Required task:
Reproduce the items verbatim, from the line containing "Where can the patch" down through the final line of the items.
[begin Records supplied]
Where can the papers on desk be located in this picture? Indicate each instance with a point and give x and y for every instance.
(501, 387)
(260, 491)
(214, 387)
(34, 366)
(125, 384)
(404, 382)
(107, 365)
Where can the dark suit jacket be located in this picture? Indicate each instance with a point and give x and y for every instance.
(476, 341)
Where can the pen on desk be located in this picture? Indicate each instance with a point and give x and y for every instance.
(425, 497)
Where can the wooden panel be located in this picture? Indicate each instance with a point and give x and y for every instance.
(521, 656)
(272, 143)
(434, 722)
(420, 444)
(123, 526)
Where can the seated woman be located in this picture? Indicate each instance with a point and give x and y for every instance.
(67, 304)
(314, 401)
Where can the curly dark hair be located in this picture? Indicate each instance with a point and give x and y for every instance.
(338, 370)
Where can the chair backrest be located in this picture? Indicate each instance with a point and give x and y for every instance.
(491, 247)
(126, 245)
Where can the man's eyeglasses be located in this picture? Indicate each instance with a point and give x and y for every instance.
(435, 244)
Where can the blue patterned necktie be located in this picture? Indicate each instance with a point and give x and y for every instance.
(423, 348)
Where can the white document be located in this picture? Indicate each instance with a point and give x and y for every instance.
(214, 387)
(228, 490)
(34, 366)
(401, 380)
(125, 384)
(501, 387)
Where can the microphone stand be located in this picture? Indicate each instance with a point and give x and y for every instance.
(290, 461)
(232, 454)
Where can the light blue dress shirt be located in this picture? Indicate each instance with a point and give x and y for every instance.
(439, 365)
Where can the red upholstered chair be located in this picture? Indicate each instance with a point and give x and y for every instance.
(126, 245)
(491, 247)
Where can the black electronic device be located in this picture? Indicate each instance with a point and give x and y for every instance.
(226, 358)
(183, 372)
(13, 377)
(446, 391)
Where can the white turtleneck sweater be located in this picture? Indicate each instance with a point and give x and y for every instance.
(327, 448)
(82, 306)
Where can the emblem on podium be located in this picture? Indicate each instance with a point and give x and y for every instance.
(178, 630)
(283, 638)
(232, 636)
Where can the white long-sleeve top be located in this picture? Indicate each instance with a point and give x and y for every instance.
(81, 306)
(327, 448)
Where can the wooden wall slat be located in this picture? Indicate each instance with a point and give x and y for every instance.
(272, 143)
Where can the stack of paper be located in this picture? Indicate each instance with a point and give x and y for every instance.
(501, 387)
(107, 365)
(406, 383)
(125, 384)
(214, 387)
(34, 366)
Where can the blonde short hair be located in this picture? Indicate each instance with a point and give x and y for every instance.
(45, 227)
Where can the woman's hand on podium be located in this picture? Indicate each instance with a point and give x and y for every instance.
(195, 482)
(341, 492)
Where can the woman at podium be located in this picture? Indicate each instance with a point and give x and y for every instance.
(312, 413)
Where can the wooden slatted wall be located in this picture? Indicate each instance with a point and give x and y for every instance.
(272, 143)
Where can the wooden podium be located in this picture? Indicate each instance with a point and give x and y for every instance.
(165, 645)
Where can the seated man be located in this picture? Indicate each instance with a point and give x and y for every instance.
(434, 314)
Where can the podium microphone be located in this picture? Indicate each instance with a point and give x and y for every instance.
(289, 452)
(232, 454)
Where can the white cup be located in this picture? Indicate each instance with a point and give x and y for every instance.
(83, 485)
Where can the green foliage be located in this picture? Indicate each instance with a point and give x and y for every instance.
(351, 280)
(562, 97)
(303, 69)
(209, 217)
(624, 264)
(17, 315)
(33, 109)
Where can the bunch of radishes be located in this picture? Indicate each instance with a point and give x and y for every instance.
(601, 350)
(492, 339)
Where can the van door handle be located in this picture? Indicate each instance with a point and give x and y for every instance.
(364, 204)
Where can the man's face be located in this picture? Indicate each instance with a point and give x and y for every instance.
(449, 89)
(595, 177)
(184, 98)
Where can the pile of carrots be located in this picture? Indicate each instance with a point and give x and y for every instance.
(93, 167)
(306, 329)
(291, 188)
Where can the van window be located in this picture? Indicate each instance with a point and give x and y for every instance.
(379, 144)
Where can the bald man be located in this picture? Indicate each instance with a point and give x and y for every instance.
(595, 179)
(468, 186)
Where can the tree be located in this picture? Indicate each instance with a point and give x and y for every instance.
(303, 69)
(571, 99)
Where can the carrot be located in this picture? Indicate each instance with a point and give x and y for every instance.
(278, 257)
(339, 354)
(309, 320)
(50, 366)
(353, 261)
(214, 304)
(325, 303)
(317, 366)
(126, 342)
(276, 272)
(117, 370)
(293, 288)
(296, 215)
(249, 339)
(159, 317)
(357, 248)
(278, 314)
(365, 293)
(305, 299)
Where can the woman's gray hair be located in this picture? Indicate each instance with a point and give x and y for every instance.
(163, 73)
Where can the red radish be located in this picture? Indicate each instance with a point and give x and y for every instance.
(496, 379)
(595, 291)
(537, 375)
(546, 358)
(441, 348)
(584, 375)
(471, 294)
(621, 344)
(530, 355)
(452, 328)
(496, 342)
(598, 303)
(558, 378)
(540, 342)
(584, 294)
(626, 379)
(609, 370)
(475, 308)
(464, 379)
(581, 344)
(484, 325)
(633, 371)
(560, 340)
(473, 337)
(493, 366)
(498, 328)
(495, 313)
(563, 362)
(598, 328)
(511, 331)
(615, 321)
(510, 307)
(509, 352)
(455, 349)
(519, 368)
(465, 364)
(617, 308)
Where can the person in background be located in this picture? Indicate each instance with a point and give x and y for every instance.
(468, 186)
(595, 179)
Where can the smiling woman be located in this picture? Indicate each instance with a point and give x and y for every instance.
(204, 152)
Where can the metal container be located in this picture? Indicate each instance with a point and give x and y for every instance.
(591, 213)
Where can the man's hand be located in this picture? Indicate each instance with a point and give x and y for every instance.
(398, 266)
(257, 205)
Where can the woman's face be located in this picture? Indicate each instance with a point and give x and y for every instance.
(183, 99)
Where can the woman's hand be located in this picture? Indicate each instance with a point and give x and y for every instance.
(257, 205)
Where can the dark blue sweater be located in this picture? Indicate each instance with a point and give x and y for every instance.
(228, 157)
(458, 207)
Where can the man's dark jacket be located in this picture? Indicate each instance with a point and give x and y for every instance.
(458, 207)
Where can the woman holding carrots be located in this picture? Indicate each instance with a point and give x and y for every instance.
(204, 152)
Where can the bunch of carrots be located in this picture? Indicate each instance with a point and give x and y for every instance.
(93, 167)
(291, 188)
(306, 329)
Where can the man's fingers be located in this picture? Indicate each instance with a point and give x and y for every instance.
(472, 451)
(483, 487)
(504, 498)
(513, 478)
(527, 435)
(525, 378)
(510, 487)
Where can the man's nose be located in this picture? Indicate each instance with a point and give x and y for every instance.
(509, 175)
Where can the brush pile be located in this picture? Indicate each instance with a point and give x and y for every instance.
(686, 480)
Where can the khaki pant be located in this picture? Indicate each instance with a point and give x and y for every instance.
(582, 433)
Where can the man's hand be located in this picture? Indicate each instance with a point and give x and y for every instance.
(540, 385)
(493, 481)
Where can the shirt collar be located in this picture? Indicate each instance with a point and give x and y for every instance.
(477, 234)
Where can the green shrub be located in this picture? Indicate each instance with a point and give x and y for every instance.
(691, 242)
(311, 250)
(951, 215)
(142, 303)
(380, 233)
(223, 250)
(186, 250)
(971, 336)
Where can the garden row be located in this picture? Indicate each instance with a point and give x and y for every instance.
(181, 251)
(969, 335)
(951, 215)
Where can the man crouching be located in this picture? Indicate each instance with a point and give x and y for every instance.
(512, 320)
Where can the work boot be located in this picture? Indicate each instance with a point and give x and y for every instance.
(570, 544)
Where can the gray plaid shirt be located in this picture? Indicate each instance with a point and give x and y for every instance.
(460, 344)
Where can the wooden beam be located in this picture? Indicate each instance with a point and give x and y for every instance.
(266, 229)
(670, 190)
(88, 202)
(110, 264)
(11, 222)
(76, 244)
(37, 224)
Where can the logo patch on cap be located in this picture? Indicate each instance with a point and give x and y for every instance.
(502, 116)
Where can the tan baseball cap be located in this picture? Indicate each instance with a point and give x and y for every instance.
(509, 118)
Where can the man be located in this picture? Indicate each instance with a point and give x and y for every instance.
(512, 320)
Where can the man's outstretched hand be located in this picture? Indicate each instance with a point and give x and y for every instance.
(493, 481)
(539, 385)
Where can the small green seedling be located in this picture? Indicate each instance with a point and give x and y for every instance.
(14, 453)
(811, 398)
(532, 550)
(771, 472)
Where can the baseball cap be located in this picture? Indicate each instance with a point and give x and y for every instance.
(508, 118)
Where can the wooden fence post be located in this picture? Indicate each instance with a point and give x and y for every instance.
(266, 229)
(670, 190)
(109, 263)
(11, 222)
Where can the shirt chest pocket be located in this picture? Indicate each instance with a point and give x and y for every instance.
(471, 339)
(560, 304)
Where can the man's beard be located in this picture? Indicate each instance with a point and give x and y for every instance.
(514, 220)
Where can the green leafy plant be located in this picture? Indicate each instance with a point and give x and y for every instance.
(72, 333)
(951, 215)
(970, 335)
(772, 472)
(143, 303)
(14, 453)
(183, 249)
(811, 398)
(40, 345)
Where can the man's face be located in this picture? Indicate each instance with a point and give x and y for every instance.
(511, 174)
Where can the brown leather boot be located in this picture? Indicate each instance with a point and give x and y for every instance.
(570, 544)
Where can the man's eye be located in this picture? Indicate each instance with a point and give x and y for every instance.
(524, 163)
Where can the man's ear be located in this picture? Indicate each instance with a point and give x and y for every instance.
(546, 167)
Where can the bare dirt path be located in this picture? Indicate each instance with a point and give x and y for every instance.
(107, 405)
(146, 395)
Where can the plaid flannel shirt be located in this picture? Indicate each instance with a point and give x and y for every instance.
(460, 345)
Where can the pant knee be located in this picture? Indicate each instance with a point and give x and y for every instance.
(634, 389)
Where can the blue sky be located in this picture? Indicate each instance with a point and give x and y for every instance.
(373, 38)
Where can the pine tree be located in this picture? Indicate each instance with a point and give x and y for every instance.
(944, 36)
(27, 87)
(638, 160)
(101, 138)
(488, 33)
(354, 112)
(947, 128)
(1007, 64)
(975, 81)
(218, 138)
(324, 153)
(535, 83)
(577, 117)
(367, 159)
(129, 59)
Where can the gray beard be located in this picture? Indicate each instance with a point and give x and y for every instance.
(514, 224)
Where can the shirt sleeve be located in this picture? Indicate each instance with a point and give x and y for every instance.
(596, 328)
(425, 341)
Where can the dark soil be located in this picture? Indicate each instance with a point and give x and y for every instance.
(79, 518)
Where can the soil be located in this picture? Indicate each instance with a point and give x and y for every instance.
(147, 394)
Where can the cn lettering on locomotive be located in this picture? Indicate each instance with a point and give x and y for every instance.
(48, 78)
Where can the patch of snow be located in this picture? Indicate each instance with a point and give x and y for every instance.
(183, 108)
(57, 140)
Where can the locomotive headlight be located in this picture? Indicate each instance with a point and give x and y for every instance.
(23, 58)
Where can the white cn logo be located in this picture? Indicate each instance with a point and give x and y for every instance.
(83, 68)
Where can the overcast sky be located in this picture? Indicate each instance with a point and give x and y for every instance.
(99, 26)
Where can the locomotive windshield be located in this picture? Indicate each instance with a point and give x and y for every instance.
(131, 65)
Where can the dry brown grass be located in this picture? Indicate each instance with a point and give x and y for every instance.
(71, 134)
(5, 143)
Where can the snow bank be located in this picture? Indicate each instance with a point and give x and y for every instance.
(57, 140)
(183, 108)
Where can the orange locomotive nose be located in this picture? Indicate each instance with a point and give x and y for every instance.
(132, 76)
[end Records supplied]
Written response:
Where can the patch of snow be located in this picture? Indicate each instance with a point and give x and y for every instance.
(183, 108)
(57, 140)
Where can the locomotive headlight be located in this picture? Indicate each instance with a point and give x and y for every instance.
(23, 58)
Where can the white cn logo be located in this picture? Indicate each instance with a point and give x and y for every instance.
(83, 68)
Where can the overcast sky be located in this picture? Indicate each instance with a point and give x and y for every instance.
(99, 26)
Where can the locomotive windshield be located in this picture? Indicate each instance with a point and give x and y for every instance.
(131, 65)
Where can the dry brown grass be located in this picture? Indicate each instance with a point and give x and y for every instance.
(71, 134)
(5, 143)
Where can the snow bank be located in this picture? Indicate each instance with a point and give x and y for every instance.
(57, 140)
(183, 108)
Where can the orange locomotive nose be located in this picture? Indicate each instance with a point and give x and y for every instance.
(132, 76)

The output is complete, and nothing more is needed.